§ Problem to solve
When the line with "positive clicks: (159, 100)" is found, repeat it and all lines that follow it exactly, stopping at the end of the listing.

§ Data section
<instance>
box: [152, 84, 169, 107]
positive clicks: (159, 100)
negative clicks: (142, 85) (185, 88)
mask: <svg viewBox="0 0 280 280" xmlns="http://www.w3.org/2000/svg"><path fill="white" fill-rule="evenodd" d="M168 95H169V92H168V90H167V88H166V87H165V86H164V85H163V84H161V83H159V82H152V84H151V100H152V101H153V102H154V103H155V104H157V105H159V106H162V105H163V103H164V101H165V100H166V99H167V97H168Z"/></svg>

§ Exercise answer
positive clicks: (159, 100)
negative clicks: (142, 85) (185, 88)
mask: <svg viewBox="0 0 280 280" xmlns="http://www.w3.org/2000/svg"><path fill="white" fill-rule="evenodd" d="M168 95H169V92H168V90H167V88H166V87H165V86H164V85H163V84H161V83H159V82H152V84H151V100H152V101H153V102H154V103H155V104H157V105H159V106H162V105H163V103H164V101H165V100H166V99H167V97H168Z"/></svg>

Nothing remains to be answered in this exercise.